Given instruction: Copy the entries verbatim, starting at the line that contains "FIND pair of shells" and stopping after the line that contains "top-left (250, 275), bottom-right (424, 389)". Include both of those lines.
⟨
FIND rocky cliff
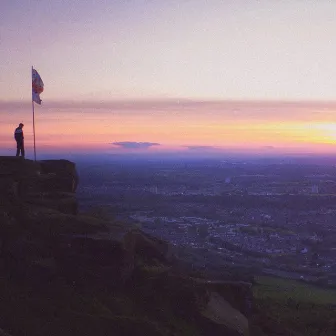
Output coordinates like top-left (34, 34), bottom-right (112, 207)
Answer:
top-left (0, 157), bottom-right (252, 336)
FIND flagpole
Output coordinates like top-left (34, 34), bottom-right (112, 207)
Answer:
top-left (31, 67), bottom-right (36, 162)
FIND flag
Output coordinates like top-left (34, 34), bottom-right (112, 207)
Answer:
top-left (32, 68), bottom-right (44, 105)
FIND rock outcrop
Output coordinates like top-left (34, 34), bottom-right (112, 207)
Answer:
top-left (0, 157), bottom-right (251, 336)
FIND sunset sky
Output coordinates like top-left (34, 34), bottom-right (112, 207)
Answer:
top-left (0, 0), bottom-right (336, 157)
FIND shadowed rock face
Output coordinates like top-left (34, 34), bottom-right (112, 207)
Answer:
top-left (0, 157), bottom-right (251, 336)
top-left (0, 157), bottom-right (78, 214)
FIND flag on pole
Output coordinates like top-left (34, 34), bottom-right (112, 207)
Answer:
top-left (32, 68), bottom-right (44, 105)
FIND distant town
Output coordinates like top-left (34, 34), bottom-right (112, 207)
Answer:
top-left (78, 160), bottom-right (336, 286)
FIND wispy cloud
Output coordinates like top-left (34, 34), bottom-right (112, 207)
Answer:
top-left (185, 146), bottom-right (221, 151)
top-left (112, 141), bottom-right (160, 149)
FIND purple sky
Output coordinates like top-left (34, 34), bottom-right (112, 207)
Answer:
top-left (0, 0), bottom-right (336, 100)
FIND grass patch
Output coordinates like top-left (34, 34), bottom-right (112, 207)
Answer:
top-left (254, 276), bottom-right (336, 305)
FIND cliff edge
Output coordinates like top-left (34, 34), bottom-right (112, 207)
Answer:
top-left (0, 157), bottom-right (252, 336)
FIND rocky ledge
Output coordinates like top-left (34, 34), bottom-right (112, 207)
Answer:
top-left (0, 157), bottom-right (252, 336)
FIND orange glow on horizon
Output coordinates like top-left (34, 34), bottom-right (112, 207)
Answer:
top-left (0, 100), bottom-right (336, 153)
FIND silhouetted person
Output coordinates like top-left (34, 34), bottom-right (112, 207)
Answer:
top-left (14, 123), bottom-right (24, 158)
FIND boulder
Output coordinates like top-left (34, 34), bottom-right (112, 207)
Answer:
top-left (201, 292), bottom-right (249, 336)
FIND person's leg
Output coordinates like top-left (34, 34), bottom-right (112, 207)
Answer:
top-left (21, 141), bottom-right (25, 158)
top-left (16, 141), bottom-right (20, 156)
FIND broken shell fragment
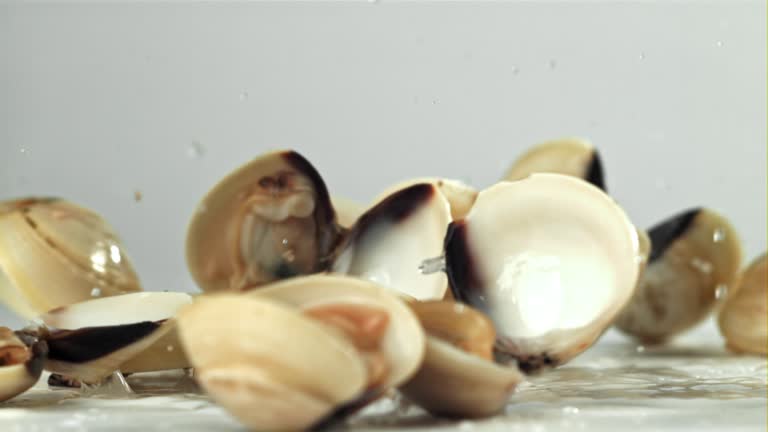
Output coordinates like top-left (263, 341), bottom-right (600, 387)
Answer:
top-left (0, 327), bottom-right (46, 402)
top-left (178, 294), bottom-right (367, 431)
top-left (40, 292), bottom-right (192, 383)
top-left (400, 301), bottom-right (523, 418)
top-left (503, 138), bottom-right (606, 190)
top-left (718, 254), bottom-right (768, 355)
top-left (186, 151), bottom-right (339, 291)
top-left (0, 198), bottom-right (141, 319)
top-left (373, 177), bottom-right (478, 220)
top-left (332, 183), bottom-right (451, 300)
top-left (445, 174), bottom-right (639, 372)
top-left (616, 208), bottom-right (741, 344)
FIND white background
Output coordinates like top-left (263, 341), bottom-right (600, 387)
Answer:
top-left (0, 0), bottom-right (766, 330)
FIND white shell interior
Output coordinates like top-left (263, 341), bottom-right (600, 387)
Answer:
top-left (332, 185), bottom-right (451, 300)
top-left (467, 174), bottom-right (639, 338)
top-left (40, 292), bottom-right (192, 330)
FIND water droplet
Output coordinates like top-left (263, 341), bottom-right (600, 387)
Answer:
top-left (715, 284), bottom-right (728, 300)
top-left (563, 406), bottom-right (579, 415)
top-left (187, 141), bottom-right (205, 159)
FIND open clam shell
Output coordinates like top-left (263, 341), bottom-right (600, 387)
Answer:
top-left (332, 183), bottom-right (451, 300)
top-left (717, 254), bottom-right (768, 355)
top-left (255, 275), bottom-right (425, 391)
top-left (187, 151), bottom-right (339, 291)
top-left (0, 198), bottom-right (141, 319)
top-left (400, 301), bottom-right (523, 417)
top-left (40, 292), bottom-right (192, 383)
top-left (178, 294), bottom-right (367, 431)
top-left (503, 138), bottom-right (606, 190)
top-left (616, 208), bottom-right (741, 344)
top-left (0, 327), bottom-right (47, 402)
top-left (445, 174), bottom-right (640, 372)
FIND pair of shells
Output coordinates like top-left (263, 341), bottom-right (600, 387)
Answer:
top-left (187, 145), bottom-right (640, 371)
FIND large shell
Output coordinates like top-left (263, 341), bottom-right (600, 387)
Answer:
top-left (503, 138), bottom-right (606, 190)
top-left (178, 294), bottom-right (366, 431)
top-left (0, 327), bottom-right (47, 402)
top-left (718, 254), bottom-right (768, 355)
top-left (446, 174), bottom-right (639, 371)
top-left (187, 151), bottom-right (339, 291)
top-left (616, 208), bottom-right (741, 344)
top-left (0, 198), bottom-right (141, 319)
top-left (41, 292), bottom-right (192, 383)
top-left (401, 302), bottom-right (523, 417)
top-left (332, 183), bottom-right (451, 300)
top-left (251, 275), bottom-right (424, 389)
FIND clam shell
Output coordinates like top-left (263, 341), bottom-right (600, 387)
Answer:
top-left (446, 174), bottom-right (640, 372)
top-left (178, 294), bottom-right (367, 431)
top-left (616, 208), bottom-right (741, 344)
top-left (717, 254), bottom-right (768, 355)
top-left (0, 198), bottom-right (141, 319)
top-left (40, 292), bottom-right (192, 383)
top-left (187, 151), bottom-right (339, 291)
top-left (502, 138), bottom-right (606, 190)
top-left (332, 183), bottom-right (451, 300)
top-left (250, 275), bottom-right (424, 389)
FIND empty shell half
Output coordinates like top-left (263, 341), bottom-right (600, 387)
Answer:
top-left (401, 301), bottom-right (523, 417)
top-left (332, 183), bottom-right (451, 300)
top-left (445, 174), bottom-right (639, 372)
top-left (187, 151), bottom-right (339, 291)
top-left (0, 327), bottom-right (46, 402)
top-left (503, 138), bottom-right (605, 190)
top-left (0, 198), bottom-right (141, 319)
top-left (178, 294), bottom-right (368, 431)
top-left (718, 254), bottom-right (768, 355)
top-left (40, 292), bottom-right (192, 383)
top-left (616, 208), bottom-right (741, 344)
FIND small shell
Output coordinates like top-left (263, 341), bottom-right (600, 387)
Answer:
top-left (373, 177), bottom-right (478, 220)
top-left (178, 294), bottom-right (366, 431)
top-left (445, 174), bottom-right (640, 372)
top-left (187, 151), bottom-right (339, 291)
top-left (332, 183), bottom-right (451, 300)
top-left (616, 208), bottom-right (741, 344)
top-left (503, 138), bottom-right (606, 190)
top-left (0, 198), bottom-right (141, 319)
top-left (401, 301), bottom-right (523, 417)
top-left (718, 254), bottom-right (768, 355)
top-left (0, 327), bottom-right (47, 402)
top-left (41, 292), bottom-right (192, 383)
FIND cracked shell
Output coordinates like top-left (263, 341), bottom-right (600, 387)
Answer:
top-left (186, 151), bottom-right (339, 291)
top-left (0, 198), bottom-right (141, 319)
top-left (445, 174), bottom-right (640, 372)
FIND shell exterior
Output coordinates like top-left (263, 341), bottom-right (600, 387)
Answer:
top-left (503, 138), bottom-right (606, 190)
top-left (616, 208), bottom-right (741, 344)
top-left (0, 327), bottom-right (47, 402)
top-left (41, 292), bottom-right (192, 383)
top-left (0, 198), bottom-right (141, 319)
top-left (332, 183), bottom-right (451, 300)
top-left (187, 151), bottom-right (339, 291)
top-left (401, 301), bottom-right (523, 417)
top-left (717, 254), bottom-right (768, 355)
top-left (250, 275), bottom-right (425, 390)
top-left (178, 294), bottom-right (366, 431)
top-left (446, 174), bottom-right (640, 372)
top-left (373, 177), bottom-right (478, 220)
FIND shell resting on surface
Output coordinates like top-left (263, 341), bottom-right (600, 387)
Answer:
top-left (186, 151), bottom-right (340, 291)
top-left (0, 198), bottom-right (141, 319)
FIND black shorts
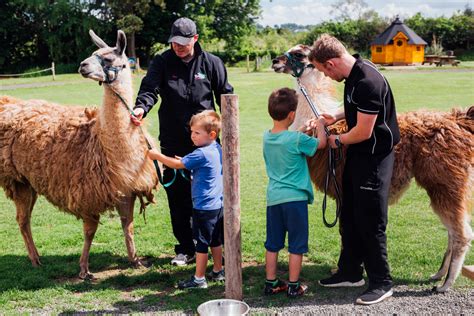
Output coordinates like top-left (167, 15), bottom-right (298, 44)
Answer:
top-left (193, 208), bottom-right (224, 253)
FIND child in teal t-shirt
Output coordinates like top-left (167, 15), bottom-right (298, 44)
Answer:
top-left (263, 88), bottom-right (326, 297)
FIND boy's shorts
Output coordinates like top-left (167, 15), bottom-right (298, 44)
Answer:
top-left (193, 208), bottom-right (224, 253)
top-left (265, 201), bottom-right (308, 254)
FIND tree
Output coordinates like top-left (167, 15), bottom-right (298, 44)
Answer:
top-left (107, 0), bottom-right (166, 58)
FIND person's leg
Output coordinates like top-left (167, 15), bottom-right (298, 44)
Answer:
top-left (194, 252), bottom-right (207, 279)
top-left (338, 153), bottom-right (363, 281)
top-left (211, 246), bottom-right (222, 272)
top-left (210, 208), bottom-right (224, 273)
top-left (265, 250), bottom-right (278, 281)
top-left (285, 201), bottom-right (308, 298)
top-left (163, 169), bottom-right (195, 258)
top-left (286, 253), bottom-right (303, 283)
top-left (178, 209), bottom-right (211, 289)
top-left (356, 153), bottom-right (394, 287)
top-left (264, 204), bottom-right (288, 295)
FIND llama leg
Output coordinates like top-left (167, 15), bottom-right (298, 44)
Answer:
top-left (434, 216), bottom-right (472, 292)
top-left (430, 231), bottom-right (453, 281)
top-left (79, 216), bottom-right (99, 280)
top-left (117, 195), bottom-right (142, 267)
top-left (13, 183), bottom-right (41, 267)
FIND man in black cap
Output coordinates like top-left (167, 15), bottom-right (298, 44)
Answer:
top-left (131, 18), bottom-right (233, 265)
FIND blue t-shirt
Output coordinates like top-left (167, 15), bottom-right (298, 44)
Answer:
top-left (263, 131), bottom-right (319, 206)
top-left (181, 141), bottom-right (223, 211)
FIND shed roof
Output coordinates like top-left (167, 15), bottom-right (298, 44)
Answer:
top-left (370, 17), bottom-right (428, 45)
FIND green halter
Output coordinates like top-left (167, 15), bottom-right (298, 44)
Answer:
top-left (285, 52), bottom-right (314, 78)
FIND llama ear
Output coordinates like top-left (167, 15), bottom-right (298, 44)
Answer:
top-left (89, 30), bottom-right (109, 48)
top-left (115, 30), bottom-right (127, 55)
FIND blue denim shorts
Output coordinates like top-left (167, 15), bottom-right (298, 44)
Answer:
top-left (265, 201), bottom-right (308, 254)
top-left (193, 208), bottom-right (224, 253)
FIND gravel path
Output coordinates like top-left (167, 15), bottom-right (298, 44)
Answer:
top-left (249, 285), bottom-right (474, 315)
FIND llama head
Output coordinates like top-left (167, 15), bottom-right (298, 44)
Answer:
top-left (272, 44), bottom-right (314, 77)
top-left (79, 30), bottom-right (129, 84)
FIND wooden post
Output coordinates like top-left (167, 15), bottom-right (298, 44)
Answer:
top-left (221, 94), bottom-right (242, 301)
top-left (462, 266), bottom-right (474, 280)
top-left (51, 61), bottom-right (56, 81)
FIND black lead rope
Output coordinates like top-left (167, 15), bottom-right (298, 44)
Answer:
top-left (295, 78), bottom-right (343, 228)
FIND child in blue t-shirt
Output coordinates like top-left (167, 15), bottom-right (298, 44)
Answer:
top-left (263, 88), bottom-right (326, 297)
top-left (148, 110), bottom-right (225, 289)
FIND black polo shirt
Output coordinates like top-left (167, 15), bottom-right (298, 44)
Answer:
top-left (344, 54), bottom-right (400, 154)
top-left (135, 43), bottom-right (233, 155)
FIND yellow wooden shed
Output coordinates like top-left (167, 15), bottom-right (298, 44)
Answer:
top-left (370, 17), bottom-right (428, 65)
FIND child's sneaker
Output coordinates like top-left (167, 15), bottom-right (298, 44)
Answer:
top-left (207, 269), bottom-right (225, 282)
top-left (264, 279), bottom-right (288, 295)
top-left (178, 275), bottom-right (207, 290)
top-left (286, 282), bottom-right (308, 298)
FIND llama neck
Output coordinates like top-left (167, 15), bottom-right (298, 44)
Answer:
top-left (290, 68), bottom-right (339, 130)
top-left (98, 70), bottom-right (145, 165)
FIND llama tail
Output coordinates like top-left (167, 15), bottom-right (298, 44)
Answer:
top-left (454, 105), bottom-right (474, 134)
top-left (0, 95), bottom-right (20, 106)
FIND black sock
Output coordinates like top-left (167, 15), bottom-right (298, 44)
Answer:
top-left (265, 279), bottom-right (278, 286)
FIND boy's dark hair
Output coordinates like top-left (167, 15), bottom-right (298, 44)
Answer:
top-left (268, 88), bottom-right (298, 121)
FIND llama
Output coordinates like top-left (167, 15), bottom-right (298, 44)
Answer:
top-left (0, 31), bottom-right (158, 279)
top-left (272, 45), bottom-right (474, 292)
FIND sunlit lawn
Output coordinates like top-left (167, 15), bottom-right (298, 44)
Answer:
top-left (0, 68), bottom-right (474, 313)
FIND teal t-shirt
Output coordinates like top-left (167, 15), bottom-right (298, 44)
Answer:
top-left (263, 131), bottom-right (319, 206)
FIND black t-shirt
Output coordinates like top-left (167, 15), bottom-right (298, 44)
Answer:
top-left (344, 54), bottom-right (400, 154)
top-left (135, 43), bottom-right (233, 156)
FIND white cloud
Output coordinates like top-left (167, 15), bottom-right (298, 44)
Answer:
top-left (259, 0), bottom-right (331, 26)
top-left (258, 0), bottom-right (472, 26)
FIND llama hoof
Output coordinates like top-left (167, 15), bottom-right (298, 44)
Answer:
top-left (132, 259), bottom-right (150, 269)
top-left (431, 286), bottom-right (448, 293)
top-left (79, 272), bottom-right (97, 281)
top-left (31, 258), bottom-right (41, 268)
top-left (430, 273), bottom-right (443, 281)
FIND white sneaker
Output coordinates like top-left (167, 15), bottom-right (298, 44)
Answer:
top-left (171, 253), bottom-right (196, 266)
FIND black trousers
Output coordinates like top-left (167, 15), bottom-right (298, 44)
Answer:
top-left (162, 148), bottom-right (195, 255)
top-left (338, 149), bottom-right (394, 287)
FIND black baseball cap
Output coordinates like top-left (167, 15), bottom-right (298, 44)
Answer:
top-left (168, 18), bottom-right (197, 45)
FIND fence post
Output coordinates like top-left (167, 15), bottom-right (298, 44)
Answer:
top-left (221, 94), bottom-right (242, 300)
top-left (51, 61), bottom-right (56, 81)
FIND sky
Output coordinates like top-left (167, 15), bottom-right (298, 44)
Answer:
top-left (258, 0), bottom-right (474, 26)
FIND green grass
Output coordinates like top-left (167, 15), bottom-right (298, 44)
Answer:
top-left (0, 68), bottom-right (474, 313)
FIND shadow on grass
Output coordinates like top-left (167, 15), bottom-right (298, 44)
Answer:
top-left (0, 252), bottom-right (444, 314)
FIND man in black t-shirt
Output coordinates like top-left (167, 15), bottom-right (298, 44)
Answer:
⟩
Solution:
FIND pair of shells
Output coordinates like top-left (263, 341), bottom-right (600, 387)
Answer:
top-left (187, 145), bottom-right (640, 371)
FIND large shell
Output coordinates like top-left (263, 341), bottom-right (600, 387)
Answer:
top-left (503, 138), bottom-right (606, 190)
top-left (178, 294), bottom-right (366, 431)
top-left (0, 327), bottom-right (47, 402)
top-left (718, 254), bottom-right (768, 355)
top-left (446, 174), bottom-right (639, 371)
top-left (187, 151), bottom-right (339, 291)
top-left (616, 208), bottom-right (741, 344)
top-left (0, 198), bottom-right (141, 319)
top-left (41, 292), bottom-right (192, 383)
top-left (401, 302), bottom-right (523, 417)
top-left (332, 183), bottom-right (451, 300)
top-left (251, 275), bottom-right (424, 389)
FIND clam shell
Output coordinates like top-left (263, 341), bottom-right (600, 387)
Answer:
top-left (446, 174), bottom-right (640, 372)
top-left (178, 294), bottom-right (367, 431)
top-left (616, 208), bottom-right (741, 344)
top-left (717, 254), bottom-right (768, 355)
top-left (0, 198), bottom-right (141, 319)
top-left (40, 292), bottom-right (192, 383)
top-left (187, 151), bottom-right (339, 291)
top-left (502, 138), bottom-right (606, 190)
top-left (332, 183), bottom-right (451, 300)
top-left (250, 275), bottom-right (424, 389)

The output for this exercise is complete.